## [Goal]
Count the lines of the listing that contain the string "otter", and reply with that number alone.

## [Task data]
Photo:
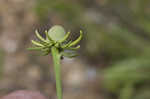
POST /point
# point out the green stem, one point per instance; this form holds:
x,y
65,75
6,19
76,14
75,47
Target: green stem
x,y
56,59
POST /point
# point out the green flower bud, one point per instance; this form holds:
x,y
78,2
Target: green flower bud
x,y
57,32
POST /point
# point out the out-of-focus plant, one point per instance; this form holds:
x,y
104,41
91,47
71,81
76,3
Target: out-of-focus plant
x,y
56,43
127,77
1,62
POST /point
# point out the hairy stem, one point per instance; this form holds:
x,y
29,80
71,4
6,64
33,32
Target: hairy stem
x,y
56,59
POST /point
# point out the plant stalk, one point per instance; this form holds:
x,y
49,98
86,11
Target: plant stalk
x,y
56,60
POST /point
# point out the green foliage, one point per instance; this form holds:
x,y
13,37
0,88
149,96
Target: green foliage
x,y
1,62
123,77
55,43
116,30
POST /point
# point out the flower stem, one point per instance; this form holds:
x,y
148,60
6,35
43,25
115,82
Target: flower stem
x,y
56,59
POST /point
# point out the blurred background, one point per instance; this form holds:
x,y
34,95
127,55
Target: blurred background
x,y
114,59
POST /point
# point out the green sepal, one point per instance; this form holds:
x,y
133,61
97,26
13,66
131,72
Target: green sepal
x,y
37,43
65,38
35,48
40,37
66,45
73,48
48,37
77,40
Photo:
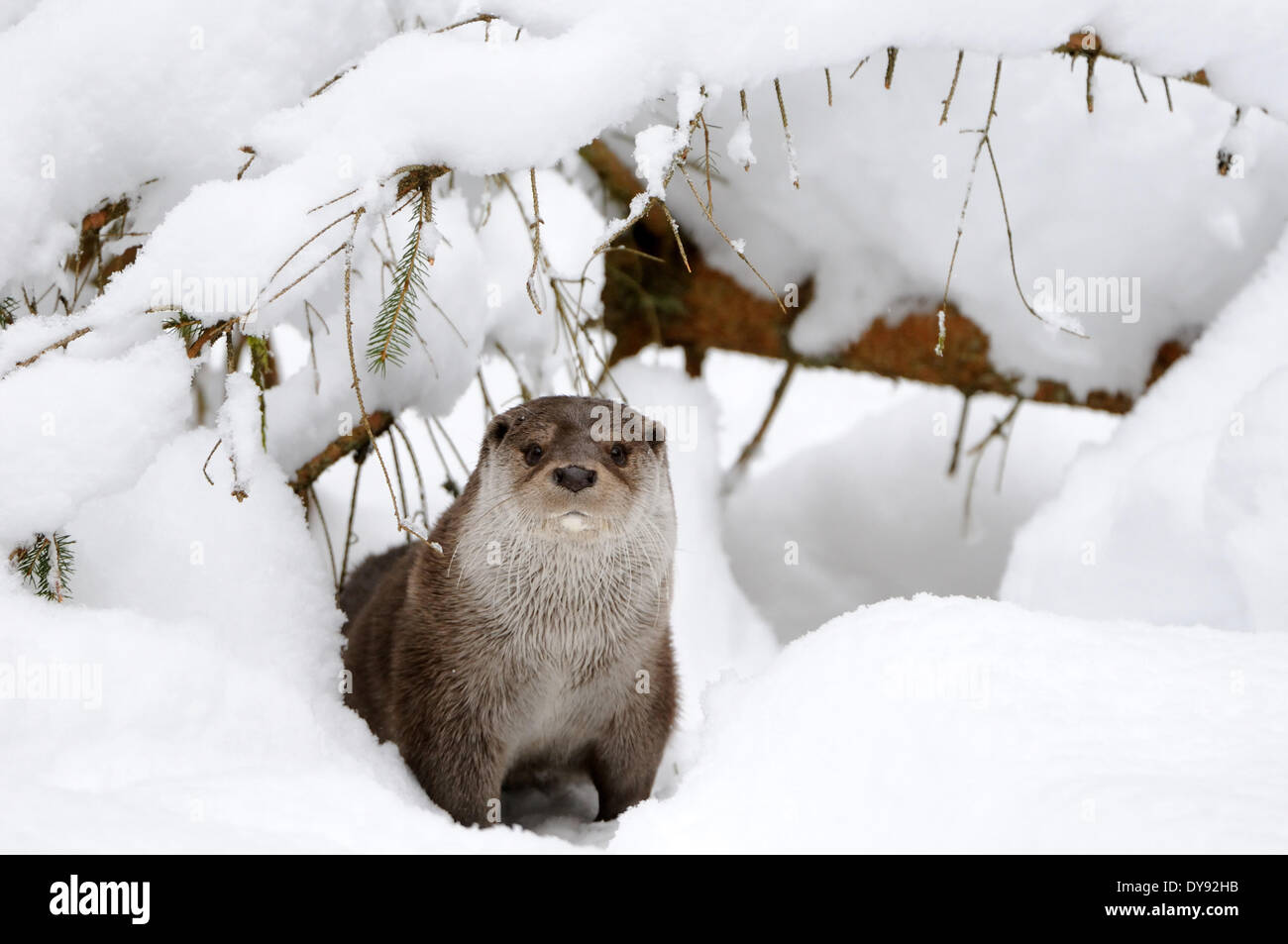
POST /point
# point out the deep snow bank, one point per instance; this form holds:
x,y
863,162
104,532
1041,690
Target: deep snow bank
x,y
970,725
1181,517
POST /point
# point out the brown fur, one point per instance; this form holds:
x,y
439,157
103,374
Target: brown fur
x,y
519,649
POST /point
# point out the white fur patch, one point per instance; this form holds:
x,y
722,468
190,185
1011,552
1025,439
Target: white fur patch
x,y
575,520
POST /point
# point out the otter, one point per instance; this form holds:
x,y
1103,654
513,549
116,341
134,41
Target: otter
x,y
529,636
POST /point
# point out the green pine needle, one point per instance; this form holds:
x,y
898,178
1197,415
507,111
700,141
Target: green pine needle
x,y
184,325
395,323
48,565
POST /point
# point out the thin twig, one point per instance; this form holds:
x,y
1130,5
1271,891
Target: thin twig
x,y
211,455
536,240
326,533
977,452
348,530
1010,244
1091,68
776,400
970,183
787,137
353,364
63,343
1138,86
730,244
961,432
420,479
952,89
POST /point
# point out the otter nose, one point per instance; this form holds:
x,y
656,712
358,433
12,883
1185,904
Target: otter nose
x,y
575,478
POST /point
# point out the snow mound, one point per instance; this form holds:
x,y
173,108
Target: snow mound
x,y
970,725
1181,517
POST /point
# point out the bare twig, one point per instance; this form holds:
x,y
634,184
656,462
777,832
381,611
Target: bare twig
x,y
1010,244
787,137
206,464
1001,429
776,400
348,528
326,533
952,89
730,243
1138,86
961,432
353,366
536,240
55,346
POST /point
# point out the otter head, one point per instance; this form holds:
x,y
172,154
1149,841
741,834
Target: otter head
x,y
576,469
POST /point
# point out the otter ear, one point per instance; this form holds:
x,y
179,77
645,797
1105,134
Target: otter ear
x,y
656,436
496,430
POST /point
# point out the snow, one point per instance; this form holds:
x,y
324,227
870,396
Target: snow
x,y
76,446
952,725
1181,515
850,552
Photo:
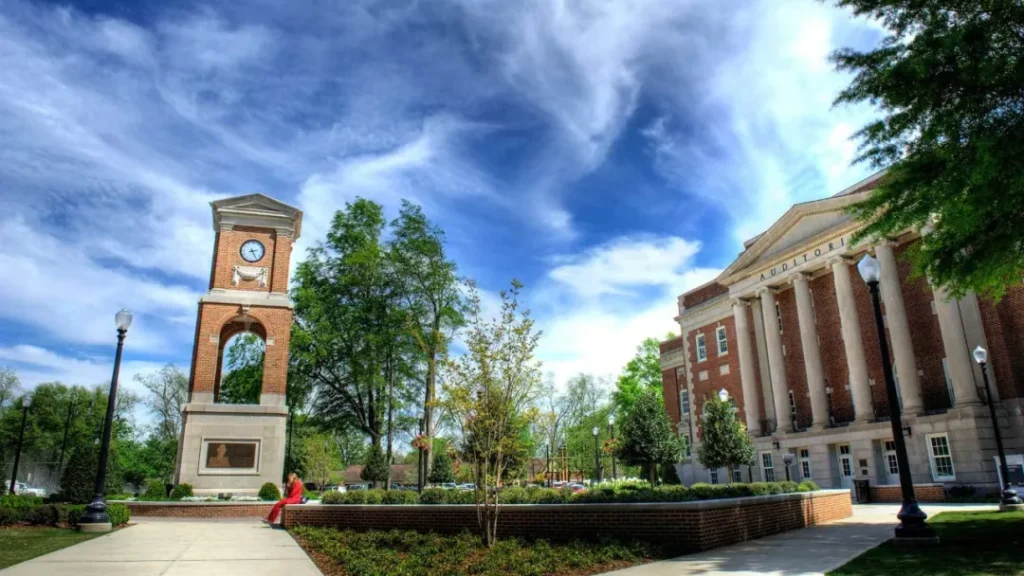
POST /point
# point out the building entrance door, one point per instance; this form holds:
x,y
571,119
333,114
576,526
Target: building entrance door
x,y
845,466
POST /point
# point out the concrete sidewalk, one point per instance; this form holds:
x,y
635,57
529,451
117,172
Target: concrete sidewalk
x,y
801,552
177,547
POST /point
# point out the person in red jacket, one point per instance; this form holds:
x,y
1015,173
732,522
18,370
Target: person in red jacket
x,y
293,495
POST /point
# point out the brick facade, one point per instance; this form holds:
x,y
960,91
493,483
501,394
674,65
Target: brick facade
x,y
687,527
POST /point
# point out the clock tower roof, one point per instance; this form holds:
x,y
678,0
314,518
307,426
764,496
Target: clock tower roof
x,y
257,210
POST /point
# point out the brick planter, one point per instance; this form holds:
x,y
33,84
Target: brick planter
x,y
684,526
924,493
200,509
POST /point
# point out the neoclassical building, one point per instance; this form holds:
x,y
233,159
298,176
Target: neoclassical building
x,y
788,330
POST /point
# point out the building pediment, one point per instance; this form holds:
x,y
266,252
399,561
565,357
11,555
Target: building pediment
x,y
256,209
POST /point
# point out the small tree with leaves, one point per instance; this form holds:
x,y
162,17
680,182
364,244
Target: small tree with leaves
x,y
725,442
646,438
488,392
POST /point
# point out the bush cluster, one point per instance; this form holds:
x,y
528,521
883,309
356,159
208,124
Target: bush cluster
x,y
28,509
269,491
620,492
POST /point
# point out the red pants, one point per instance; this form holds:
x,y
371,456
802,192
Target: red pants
x,y
276,507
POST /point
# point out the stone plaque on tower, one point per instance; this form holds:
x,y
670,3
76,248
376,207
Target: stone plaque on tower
x,y
235,448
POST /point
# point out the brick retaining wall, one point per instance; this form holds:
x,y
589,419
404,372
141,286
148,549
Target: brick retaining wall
x,y
924,493
200,509
686,526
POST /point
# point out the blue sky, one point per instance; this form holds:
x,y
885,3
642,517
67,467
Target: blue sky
x,y
609,154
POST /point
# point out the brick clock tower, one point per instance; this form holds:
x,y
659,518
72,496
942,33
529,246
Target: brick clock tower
x,y
235,448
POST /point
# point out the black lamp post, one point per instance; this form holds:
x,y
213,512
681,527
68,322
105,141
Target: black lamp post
x,y
17,454
611,435
912,526
1010,500
95,519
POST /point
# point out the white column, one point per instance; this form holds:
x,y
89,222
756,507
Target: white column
x,y
752,404
899,330
958,361
762,350
974,328
776,360
812,354
856,362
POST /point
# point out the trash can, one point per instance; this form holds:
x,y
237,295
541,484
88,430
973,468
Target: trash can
x,y
862,491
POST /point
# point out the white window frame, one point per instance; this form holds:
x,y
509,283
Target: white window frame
x,y
767,466
932,457
722,337
889,455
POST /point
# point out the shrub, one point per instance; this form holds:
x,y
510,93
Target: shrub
x,y
269,491
156,490
78,483
329,497
432,496
180,491
809,486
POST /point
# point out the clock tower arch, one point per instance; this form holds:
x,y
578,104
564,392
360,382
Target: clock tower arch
x,y
237,448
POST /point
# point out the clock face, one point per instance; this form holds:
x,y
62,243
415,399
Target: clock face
x,y
252,251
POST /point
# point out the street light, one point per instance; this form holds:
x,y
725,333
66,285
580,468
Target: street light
x,y
1010,500
911,526
95,519
611,435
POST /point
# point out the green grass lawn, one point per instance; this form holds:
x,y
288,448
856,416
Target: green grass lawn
x,y
378,553
971,544
22,543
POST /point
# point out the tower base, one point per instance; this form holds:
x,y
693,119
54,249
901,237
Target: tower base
x,y
231,448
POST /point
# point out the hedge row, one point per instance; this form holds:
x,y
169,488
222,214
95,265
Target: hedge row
x,y
612,493
38,513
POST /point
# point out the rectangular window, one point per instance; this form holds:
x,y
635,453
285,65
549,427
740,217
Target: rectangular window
x,y
766,467
723,342
940,457
949,382
892,463
805,463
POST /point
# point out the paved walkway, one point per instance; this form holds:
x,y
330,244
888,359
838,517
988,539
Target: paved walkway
x,y
801,552
177,547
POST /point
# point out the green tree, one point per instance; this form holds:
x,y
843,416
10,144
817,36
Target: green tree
x,y
645,437
443,469
433,294
320,458
243,380
488,391
724,441
949,81
376,467
641,373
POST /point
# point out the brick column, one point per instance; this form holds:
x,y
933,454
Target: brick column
x,y
752,404
958,361
899,329
812,354
856,362
776,360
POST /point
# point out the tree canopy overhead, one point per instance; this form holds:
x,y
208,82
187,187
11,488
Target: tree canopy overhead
x,y
949,80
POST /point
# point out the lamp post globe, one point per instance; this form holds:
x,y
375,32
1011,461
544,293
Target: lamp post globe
x,y
1009,499
95,518
912,527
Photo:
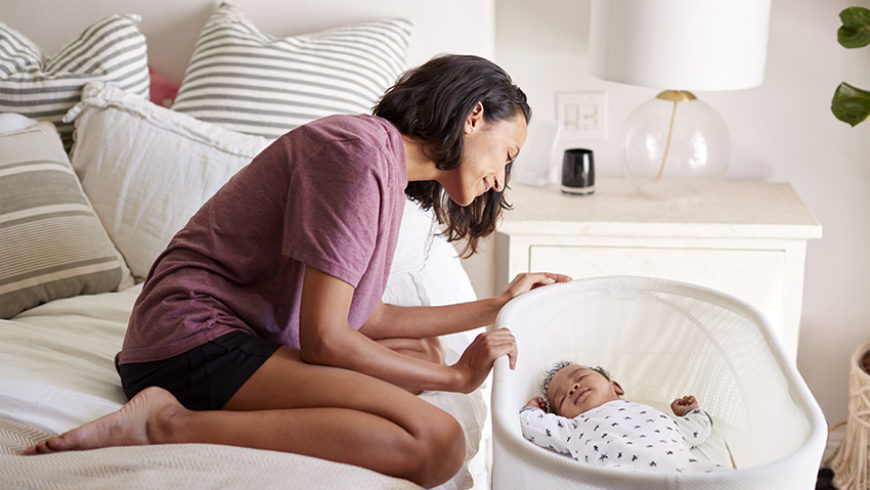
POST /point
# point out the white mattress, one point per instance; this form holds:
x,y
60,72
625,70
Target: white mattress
x,y
57,372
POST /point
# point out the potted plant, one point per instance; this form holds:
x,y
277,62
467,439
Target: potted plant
x,y
852,104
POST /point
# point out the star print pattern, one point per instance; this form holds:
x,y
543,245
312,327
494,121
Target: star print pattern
x,y
639,437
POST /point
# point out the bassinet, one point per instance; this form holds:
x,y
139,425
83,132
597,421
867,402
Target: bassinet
x,y
660,339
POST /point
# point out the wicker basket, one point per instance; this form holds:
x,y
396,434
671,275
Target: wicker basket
x,y
851,463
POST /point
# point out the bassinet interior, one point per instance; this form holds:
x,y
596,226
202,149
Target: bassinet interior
x,y
661,340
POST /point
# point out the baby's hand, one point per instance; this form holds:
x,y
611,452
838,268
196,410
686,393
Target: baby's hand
x,y
682,405
537,402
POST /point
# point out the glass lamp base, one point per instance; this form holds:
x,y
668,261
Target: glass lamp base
x,y
674,145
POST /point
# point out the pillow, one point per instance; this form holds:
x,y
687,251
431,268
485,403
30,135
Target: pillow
x,y
44,88
148,169
249,81
51,243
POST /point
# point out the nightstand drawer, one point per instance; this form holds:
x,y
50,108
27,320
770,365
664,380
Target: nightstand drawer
x,y
747,239
755,276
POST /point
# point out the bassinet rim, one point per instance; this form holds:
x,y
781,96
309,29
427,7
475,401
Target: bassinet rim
x,y
551,461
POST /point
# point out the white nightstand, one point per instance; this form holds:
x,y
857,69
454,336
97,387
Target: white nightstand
x,y
747,239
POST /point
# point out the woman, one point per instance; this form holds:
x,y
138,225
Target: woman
x,y
261,323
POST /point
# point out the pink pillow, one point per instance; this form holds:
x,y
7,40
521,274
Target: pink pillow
x,y
163,91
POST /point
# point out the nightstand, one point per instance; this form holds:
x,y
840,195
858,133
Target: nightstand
x,y
744,238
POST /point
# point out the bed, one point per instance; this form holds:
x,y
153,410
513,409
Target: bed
x,y
112,133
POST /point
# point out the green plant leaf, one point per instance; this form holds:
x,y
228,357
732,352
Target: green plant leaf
x,y
855,32
851,104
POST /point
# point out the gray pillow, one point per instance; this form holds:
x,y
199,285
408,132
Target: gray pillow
x,y
45,87
52,245
249,81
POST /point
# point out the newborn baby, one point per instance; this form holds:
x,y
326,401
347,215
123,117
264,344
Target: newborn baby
x,y
590,422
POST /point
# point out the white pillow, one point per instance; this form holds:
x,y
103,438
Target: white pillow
x,y
147,169
249,81
44,88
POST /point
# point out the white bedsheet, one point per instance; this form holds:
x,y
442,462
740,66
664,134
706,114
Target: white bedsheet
x,y
57,372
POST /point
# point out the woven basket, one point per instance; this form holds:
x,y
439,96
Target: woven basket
x,y
851,463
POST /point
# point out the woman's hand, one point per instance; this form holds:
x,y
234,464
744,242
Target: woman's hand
x,y
477,360
527,281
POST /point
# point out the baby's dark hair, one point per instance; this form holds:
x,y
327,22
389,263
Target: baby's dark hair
x,y
548,377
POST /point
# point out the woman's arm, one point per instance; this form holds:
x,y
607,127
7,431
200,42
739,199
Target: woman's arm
x,y
388,321
326,338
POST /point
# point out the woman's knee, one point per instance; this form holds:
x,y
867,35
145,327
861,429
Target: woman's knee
x,y
440,452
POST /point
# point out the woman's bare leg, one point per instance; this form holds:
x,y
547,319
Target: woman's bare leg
x,y
288,405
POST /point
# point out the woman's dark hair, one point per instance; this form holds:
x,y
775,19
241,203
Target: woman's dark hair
x,y
430,104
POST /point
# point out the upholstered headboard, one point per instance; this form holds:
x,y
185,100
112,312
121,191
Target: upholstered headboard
x,y
172,26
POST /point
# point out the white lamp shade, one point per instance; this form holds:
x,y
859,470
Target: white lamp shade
x,y
680,44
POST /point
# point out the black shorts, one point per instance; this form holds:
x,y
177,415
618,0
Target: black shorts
x,y
205,377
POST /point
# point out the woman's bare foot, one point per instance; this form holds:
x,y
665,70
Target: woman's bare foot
x,y
140,421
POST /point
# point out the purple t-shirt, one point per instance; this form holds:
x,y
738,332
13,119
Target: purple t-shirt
x,y
329,195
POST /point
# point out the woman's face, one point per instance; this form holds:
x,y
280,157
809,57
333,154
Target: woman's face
x,y
487,149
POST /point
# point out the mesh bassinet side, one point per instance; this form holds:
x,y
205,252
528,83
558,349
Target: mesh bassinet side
x,y
660,340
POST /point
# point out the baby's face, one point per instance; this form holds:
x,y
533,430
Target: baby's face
x,y
576,389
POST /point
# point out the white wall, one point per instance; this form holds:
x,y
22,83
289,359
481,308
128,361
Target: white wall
x,y
780,131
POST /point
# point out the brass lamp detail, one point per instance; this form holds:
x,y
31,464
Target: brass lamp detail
x,y
676,96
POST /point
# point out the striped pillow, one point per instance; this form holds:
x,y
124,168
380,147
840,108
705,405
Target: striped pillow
x,y
248,81
51,243
43,88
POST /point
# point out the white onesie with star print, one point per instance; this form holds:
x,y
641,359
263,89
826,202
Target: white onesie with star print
x,y
624,434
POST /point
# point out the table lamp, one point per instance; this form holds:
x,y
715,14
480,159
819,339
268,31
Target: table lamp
x,y
676,144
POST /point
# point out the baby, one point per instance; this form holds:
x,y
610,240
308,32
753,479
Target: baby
x,y
591,423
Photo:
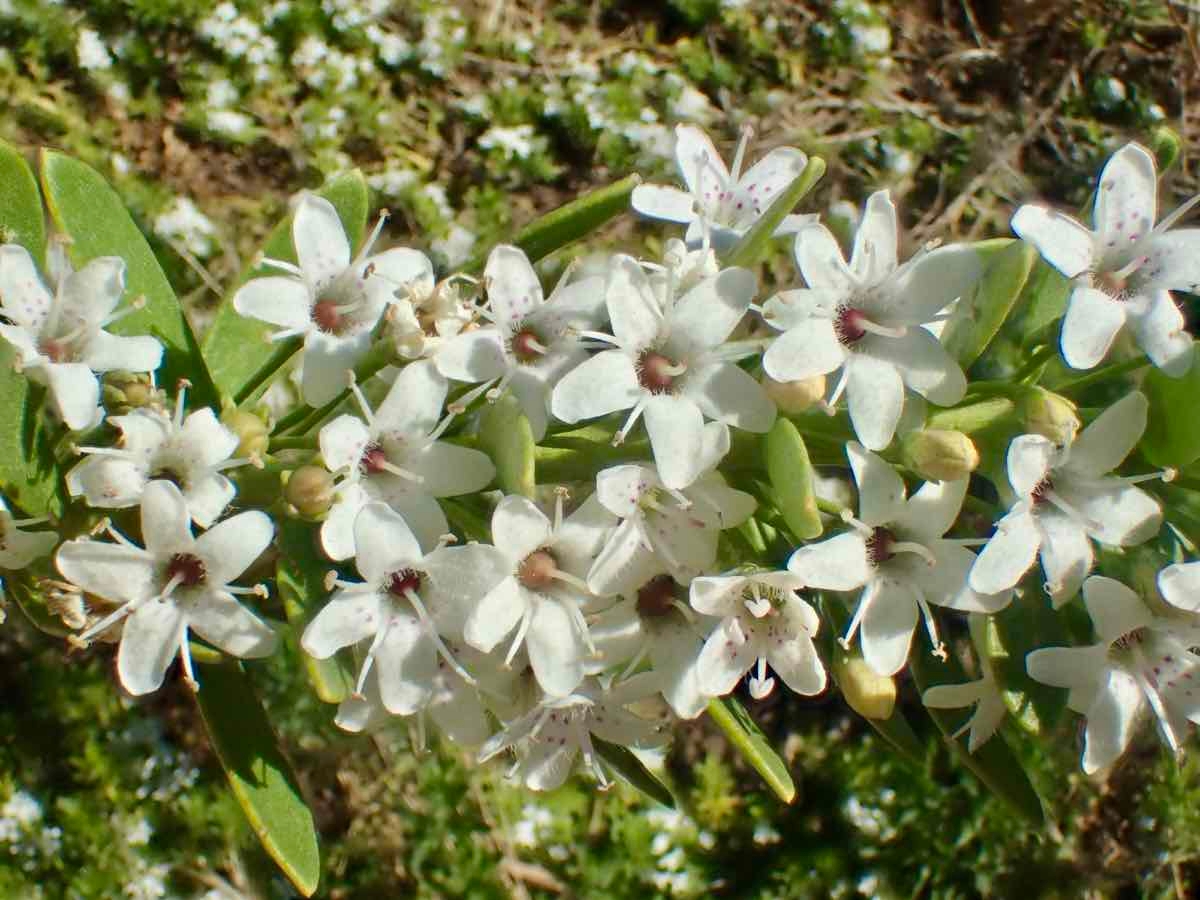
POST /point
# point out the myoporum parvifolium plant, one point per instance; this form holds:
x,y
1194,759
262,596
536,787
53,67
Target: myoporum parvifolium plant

## [Exercise output]
8